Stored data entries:
>> Start

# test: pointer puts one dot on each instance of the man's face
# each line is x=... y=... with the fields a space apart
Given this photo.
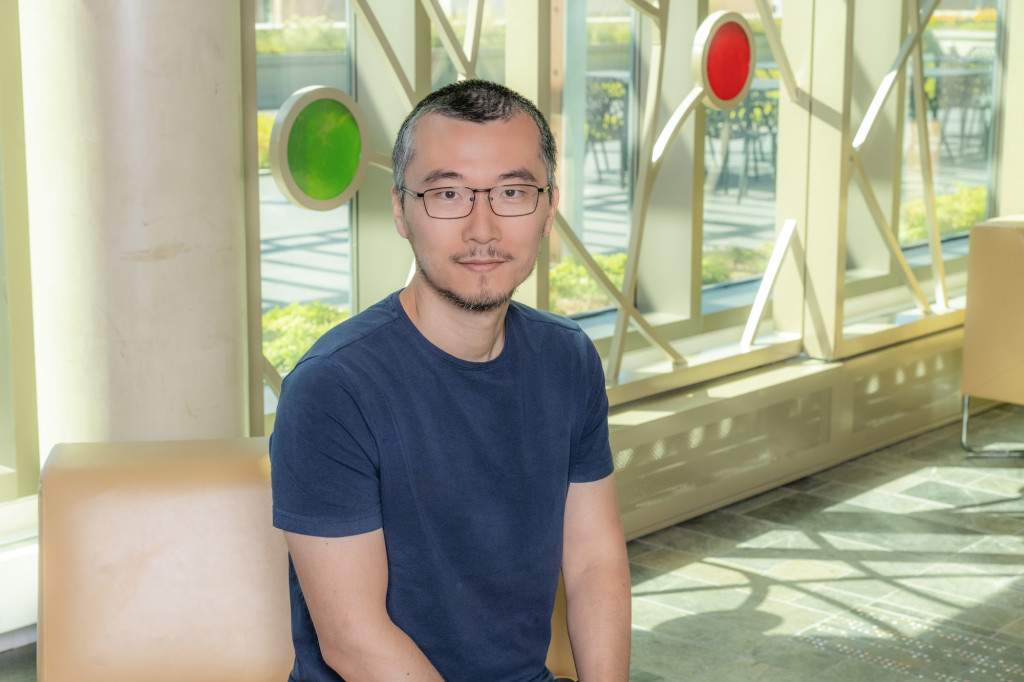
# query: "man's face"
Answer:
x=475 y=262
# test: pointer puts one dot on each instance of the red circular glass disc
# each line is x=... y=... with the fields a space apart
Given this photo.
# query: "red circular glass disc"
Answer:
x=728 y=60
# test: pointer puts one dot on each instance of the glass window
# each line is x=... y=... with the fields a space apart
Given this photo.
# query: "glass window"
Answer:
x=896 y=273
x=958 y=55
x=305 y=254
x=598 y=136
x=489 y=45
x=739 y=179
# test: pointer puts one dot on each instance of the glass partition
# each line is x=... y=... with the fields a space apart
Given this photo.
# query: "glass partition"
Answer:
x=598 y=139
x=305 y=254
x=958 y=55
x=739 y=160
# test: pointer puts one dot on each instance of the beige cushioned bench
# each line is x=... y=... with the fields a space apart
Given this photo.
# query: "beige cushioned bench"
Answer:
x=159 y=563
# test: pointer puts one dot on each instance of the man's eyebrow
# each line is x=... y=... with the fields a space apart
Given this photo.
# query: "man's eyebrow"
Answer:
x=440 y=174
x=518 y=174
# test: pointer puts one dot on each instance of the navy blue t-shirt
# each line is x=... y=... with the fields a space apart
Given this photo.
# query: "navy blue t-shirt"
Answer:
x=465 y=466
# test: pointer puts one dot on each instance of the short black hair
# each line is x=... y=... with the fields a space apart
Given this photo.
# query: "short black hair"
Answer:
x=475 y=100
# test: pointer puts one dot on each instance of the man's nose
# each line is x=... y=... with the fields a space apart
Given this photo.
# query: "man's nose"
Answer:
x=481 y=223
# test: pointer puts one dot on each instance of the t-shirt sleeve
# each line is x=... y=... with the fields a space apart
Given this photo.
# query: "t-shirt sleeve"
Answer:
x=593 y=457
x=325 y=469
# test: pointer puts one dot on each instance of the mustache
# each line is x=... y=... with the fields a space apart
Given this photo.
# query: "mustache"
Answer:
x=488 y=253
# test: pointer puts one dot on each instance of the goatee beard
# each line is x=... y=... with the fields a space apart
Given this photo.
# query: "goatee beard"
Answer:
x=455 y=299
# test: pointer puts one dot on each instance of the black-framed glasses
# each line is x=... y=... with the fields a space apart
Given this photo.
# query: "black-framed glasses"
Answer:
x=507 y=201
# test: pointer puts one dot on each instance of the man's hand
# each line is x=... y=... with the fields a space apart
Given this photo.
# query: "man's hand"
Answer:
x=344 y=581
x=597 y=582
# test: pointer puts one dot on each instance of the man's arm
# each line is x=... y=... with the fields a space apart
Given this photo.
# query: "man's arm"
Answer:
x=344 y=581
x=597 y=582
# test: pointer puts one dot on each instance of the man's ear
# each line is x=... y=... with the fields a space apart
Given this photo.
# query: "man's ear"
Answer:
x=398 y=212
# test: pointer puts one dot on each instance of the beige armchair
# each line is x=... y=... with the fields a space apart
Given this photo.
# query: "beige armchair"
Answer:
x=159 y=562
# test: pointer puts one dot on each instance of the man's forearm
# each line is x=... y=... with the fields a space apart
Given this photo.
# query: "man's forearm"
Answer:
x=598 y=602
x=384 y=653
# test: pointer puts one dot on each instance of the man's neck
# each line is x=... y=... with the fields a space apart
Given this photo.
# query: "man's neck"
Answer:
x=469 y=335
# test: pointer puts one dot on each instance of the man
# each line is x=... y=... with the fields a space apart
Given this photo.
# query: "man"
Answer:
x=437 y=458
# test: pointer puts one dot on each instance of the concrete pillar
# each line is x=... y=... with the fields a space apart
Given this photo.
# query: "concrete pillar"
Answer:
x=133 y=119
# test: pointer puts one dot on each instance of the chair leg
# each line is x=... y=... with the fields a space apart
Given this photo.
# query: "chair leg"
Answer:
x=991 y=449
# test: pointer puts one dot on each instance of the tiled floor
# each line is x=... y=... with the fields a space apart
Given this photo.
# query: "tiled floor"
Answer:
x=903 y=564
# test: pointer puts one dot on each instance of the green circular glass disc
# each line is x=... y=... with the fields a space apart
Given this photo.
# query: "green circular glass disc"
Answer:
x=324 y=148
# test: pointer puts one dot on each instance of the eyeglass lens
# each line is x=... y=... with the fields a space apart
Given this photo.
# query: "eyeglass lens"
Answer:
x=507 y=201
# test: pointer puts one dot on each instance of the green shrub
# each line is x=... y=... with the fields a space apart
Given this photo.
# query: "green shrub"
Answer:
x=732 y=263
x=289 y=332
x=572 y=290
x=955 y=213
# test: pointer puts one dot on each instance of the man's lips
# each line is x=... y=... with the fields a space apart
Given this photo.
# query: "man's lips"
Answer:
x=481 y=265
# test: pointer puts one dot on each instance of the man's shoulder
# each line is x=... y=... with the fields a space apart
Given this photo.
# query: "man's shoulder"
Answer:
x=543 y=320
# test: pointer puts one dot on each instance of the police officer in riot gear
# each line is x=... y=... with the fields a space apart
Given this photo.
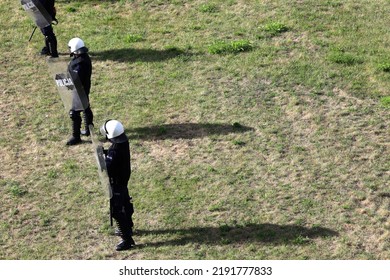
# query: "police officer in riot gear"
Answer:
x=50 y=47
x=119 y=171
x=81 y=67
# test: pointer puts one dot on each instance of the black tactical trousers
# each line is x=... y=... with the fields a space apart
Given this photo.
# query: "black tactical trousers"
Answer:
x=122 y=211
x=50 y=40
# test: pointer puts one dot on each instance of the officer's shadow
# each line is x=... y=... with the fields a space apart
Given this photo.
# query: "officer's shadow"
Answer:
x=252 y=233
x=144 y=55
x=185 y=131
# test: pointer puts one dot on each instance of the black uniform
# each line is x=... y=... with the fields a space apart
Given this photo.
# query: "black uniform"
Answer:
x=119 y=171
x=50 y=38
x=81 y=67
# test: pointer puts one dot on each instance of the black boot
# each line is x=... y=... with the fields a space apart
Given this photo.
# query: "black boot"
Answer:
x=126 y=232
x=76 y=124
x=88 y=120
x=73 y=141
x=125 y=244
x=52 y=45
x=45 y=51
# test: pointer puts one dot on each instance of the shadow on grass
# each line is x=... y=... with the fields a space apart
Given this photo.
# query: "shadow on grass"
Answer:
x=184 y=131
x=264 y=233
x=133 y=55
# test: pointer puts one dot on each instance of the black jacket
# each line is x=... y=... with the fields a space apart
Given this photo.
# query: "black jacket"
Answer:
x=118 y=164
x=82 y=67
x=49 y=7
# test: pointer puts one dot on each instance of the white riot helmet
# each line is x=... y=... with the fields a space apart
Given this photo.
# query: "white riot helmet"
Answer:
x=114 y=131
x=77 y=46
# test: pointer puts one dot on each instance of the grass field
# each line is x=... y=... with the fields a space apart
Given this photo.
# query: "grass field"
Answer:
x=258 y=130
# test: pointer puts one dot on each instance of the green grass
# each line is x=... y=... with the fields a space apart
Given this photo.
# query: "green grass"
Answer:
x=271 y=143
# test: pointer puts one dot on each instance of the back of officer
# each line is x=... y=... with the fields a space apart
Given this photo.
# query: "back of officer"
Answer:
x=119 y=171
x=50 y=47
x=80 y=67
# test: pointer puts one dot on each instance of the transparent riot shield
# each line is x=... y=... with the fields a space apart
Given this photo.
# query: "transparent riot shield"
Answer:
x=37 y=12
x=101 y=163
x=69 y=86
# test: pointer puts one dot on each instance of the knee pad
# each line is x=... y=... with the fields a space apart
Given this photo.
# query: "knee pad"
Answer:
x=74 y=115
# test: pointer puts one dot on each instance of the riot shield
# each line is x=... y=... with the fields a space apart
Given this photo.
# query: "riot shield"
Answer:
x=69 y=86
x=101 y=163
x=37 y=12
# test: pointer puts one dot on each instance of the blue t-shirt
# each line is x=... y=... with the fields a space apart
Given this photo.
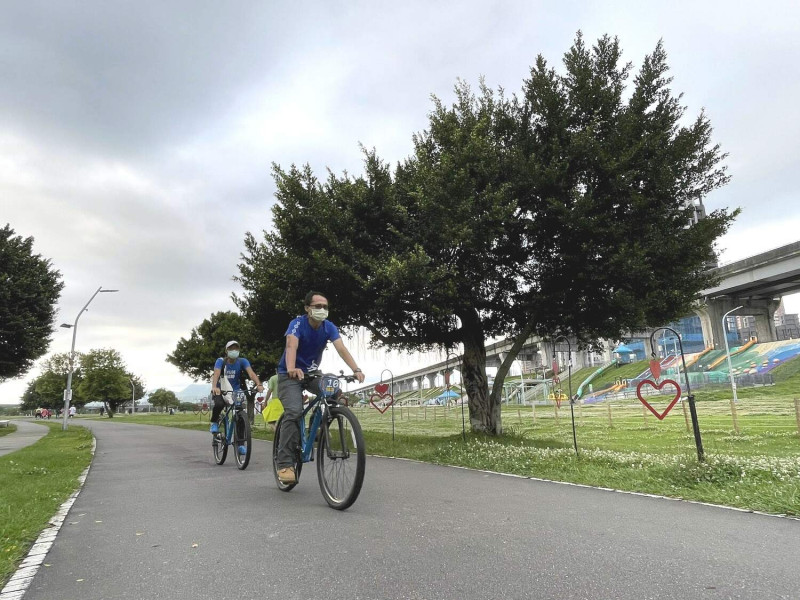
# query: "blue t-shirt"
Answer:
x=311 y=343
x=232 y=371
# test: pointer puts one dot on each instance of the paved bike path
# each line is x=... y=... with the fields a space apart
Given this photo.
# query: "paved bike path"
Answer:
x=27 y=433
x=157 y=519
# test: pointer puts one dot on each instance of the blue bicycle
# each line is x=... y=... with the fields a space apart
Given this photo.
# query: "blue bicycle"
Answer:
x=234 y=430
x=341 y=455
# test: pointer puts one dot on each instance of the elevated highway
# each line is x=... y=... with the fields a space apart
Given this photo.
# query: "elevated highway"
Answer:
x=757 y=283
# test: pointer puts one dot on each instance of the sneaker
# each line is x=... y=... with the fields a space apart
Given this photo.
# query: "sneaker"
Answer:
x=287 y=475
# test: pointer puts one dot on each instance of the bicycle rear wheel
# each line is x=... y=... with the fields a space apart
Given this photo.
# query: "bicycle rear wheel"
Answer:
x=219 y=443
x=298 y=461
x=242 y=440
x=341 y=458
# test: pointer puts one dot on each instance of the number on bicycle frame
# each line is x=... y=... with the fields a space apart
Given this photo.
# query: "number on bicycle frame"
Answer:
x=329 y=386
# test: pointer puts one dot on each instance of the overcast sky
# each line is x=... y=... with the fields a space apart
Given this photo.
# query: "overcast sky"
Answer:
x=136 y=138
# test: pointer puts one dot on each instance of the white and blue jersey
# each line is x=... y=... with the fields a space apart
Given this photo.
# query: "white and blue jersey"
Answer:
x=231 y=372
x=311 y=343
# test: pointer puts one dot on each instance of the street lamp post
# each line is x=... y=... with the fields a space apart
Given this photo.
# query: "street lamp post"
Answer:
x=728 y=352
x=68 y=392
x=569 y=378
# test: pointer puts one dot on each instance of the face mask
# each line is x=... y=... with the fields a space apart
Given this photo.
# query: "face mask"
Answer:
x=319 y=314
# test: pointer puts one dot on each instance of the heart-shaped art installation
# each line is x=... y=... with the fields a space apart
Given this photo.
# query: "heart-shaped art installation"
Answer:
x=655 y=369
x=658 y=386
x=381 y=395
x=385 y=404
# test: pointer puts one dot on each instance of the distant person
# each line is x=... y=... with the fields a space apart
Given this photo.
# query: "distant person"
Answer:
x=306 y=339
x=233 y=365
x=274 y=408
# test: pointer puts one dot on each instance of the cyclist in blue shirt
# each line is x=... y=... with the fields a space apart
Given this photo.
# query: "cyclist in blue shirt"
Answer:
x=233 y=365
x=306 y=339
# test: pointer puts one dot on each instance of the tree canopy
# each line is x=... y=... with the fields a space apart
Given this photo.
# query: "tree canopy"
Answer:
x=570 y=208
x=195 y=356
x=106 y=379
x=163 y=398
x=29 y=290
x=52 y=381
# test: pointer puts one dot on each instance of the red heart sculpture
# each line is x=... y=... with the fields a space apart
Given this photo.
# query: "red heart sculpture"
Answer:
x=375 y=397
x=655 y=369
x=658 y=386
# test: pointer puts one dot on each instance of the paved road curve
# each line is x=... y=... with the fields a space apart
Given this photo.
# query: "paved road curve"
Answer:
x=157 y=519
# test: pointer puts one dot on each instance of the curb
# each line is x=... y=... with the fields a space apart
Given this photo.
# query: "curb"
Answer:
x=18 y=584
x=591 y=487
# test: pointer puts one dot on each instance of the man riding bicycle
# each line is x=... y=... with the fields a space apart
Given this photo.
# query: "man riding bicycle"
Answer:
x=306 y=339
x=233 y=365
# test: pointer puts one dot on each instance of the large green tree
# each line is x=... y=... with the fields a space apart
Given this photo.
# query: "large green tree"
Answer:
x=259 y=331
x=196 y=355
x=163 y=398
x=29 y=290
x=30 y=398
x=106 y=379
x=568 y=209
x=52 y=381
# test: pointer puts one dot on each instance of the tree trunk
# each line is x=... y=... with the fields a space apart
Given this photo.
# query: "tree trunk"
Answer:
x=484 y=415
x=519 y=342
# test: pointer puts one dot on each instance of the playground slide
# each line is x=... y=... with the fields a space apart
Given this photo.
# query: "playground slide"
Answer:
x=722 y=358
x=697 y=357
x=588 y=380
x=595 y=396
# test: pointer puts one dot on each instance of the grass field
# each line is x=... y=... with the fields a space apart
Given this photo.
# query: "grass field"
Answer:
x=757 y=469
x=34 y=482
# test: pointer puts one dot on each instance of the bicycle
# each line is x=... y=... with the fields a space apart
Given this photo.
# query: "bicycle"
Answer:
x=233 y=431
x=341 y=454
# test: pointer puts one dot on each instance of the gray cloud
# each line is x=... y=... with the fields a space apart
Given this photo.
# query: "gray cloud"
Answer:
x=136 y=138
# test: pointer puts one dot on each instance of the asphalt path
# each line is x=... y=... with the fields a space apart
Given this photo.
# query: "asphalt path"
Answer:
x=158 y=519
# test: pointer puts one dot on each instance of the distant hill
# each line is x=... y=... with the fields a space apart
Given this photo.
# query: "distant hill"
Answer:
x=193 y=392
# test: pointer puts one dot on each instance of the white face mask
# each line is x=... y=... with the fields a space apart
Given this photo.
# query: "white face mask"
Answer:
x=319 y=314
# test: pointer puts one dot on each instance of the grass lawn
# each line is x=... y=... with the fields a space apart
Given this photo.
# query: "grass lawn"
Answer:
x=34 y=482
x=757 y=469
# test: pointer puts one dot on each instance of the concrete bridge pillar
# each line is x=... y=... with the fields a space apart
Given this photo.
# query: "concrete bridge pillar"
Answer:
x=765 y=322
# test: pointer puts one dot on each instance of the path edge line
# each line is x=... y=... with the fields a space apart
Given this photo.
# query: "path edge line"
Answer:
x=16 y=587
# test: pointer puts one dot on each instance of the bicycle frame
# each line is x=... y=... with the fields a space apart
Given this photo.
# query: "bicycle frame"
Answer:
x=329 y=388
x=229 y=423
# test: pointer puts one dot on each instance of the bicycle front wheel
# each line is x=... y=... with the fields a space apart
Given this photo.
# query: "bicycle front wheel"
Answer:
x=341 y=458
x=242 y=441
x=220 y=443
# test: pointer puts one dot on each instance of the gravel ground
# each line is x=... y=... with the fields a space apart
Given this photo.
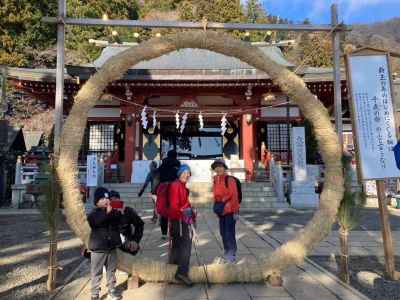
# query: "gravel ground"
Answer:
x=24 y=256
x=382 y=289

>> End

__Your task__.
Copy word for word the part of the material above that opens with the line containing "the asphalt path" and closes with the line containing "x=765 y=322", including both of those lines.

__Result for this exercise__.
# test: pointer puts one dot on each instance of the asphalt path
# each line is x=... y=... with the fields a space apart
Given this photo.
# query: "asphalt path"
Answer:
x=158 y=519
# test: pointer puts one dot on each instance of the distant hill
# each line is x=... y=... with the fields a space apart
Given this photo.
# query: "distant hill"
Answer:
x=193 y=392
# test: pointer puts one dot on each instance of the white face mask
# each line is x=... y=... with the fields a space apart
Given this photo.
# query: "white face mask"
Answer:
x=319 y=314
# test: pointer puts one dot on each instance of the grass lawn
# each line is x=... y=... with the fields a space apart
Given this photo.
# query: "grass lawn"
Answer:
x=34 y=482
x=757 y=469
# test: pointer puts one dot on each instance of the concrete bridge pillar
# each line is x=... y=... with the fields a space apart
Given this photo.
# query: "concrete bridge pillar"
Answer:
x=765 y=322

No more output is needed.